┏━━
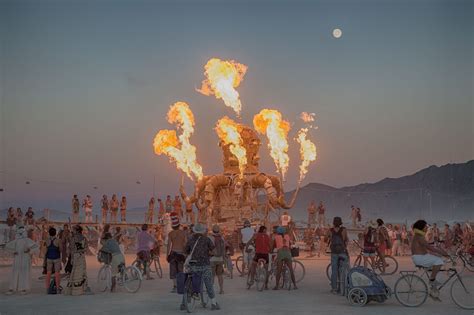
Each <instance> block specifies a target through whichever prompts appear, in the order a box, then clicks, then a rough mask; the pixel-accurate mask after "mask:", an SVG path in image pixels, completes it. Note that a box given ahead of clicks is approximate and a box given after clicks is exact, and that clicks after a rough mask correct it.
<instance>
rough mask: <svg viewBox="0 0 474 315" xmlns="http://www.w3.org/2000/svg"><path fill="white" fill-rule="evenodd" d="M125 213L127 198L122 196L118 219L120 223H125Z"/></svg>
mask: <svg viewBox="0 0 474 315" xmlns="http://www.w3.org/2000/svg"><path fill="white" fill-rule="evenodd" d="M126 213H127V197H125V196H122V201H120V219H121V221H122V223H125V222H126V221H127V220H126V218H125V216H126Z"/></svg>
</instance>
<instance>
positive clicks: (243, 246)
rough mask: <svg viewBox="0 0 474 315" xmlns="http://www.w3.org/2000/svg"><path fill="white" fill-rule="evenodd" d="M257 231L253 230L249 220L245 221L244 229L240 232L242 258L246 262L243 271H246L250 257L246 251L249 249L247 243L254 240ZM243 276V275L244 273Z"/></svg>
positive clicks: (244, 265) (242, 266)
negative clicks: (247, 245)
mask: <svg viewBox="0 0 474 315" xmlns="http://www.w3.org/2000/svg"><path fill="white" fill-rule="evenodd" d="M254 233H255V231H254V230H253V228H252V226H251V225H250V221H249V220H245V221H244V228H243V229H241V230H240V250H241V251H242V256H243V258H244V262H243V264H242V270H245V267H246V265H245V264H246V262H247V261H248V260H249V258H248V256H249V253H248V252H247V251H246V250H245V249H246V248H247V243H248V242H249V241H250V239H251V238H252V236H253V234H254ZM242 276H243V273H242Z"/></svg>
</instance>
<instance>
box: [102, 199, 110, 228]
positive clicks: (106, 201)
mask: <svg viewBox="0 0 474 315" xmlns="http://www.w3.org/2000/svg"><path fill="white" fill-rule="evenodd" d="M101 203H102V224H105V223H107V214H108V212H109V200H107V195H103V196H102V201H101Z"/></svg>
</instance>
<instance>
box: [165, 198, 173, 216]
mask: <svg viewBox="0 0 474 315" xmlns="http://www.w3.org/2000/svg"><path fill="white" fill-rule="evenodd" d="M165 210H166V213H171V212H172V211H173V201H171V196H170V195H167V196H166V200H165Z"/></svg>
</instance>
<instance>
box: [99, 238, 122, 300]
mask: <svg viewBox="0 0 474 315" xmlns="http://www.w3.org/2000/svg"><path fill="white" fill-rule="evenodd" d="M104 241H105V242H104V246H102V248H101V249H100V251H102V252H104V253H107V254H109V255H110V257H111V261H110V266H111V269H112V286H111V287H110V292H114V291H115V287H116V284H117V275H118V274H119V272H120V271H119V266H120V265H122V264H123V265H125V257H124V256H123V254H122V251H121V250H120V246H119V244H118V243H117V241H116V240H115V239H114V238H112V234H111V233H110V232H106V233H105V234H104Z"/></svg>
┗━━
**Exercise requirements**. Please print the records above word for word, leaving every image out.

**Task response**.
Each <instance> block specifies a target through whichever prompts appear, in the order a box, then clicks, then a rough mask; the pixel-accurate mask after "mask:", an SVG path in image pixels, completes it. Note that a box given ahead of clicks is approximate and a box given after clicks is exact, and that clicks after a rough mask correct it.
<instance>
rough mask: <svg viewBox="0 0 474 315" xmlns="http://www.w3.org/2000/svg"><path fill="white" fill-rule="evenodd" d="M125 213L127 198L122 196L118 219L120 223H125Z"/></svg>
mask: <svg viewBox="0 0 474 315" xmlns="http://www.w3.org/2000/svg"><path fill="white" fill-rule="evenodd" d="M126 213H127V197H125V196H122V201H120V219H121V221H122V223H125V222H126V221H127V220H126V218H125V216H126Z"/></svg>
</instance>
<instance>
positive clicks: (243, 246)
rough mask: <svg viewBox="0 0 474 315" xmlns="http://www.w3.org/2000/svg"><path fill="white" fill-rule="evenodd" d="M257 231L253 230L249 220L245 221L244 229L240 232L242 258L246 262L243 271H246L250 257L246 251L249 249L247 243L254 240ZM243 276V275L244 273Z"/></svg>
positive clicks: (244, 265) (242, 266)
negative clicks: (247, 245)
mask: <svg viewBox="0 0 474 315" xmlns="http://www.w3.org/2000/svg"><path fill="white" fill-rule="evenodd" d="M254 233H255V231H254V230H253V228H252V226H251V225H250V221H249V220H245V221H244V228H243V229H241V230H240V250H241V251H242V256H243V258H244V262H243V264H242V270H245V267H246V265H245V264H246V262H247V261H248V260H249V258H248V256H249V253H248V252H247V251H246V250H245V249H246V248H247V243H248V242H249V241H250V239H251V238H252V236H253V234H254ZM242 276H243V273H242Z"/></svg>
</instance>
<instance>
box: [102, 199, 110, 228]
positive clicks: (106, 201)
mask: <svg viewBox="0 0 474 315" xmlns="http://www.w3.org/2000/svg"><path fill="white" fill-rule="evenodd" d="M101 203H102V224H105V223H107V214H108V212H109V200H107V195H103V196H102V201H101Z"/></svg>
</instance>
<instance>
box: [165, 198, 173, 216]
mask: <svg viewBox="0 0 474 315" xmlns="http://www.w3.org/2000/svg"><path fill="white" fill-rule="evenodd" d="M165 210H166V213H171V212H172V211H173V201H171V196H170V195H167V196H166V200H165Z"/></svg>
</instance>
<instance>
box: [99, 238, 122, 300]
mask: <svg viewBox="0 0 474 315" xmlns="http://www.w3.org/2000/svg"><path fill="white" fill-rule="evenodd" d="M104 241H105V242H104V246H102V248H101V249H100V251H102V252H104V253H107V254H109V255H110V257H111V261H110V266H111V269H112V286H111V287H110V292H114V291H115V287H116V284H117V275H118V274H119V272H120V271H119V266H120V265H122V264H123V265H125V257H124V256H123V254H122V251H121V250H120V246H119V244H118V243H117V241H116V240H115V239H114V238H112V234H111V233H110V232H106V233H105V234H104Z"/></svg>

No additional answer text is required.